== Brief ==
Please copy everything in the entries below word for word, from the line containing "Question: Where in this photograph is the small" down to the line containing "448 566 590 596", with both of those lines included. Give only those lines.

— start of Recorded information —

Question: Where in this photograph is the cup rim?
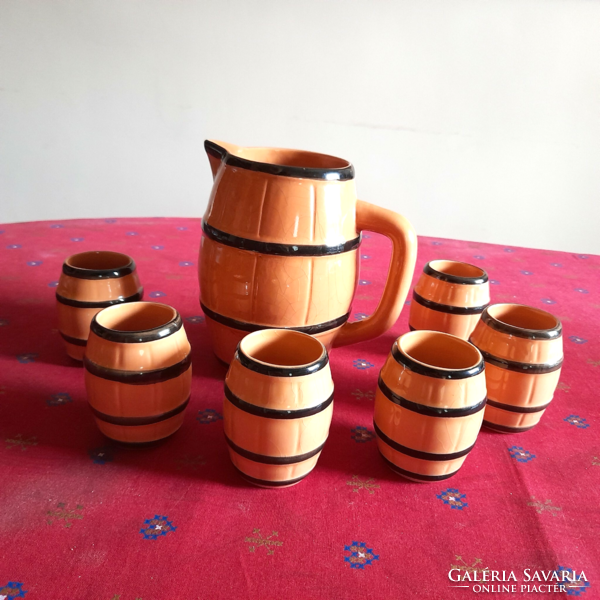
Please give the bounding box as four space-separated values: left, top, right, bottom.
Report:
90 301 183 343
62 250 135 279
481 302 562 340
423 258 489 285
392 329 485 379
236 328 329 377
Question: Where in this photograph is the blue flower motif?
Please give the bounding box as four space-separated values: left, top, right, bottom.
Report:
352 358 375 371
554 565 590 596
196 408 223 425
350 425 375 444
0 581 27 600
563 415 590 429
344 542 379 569
46 392 73 406
88 446 114 465
140 515 177 540
435 488 469 510
17 352 38 365
185 315 204 324
508 446 535 462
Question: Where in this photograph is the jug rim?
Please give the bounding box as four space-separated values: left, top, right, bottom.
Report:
204 140 354 181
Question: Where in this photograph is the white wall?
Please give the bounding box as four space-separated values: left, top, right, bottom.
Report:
0 0 600 253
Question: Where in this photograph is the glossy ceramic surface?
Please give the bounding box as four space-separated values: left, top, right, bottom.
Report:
56 251 144 360
199 141 417 362
84 302 192 444
408 260 490 340
471 304 563 433
373 331 486 481
223 329 333 487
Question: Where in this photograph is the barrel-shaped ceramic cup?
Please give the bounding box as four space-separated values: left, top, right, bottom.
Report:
373 331 486 481
56 251 144 360
84 302 192 444
471 304 563 433
223 329 333 488
408 260 490 340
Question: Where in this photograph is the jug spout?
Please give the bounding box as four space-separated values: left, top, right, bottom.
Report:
204 140 239 179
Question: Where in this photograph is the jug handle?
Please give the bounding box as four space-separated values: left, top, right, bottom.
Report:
333 200 417 347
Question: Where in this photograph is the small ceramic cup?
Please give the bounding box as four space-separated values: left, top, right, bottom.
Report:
84 302 192 444
373 331 486 481
471 304 563 433
408 260 490 340
223 329 333 488
56 251 144 360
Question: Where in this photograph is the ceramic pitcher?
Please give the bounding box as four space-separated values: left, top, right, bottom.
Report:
200 141 417 363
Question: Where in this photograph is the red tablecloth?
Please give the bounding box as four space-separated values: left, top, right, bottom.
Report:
0 218 600 600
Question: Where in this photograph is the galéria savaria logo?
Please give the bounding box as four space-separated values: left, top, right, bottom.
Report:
448 566 590 596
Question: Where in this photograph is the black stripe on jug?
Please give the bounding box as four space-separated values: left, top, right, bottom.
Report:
56 287 144 308
225 436 325 465
481 307 562 340
488 398 550 414
423 262 488 285
225 384 333 419
392 343 485 379
200 302 350 335
235 344 329 377
60 331 87 346
373 421 475 461
378 375 486 418
83 353 192 385
379 452 460 481
202 221 361 256
204 140 354 181
483 419 537 433
233 465 310 487
90 396 190 426
90 311 183 344
413 291 487 315
480 350 563 375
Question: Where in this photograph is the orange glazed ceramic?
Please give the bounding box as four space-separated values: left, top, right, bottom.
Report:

— end of Recorded information —

== Solution for this exercise ==
Question: Where in this photograph is the small ceramic cup?
Please give the bounding box as four space-separated values: left, top, right, bottom.
Report:
84 302 192 444
373 331 486 481
471 304 563 433
408 260 490 340
223 329 333 488
56 251 144 360
Question: Where in this photograph is the ceramic pitcher?
Please give the bounding box as four space-separated values: left, top, right, bottom.
Report:
200 141 417 363
Question: Where in this photograph is the red tablecloth?
Please give the bounding box as four space-separated values: left, top, right, bottom.
Report:
0 218 600 600
Question: Where in this photograph is the galéria savaria logo?
Please give the bounding box as four space-separated values: left, top, right, bottom.
Report:
448 566 590 596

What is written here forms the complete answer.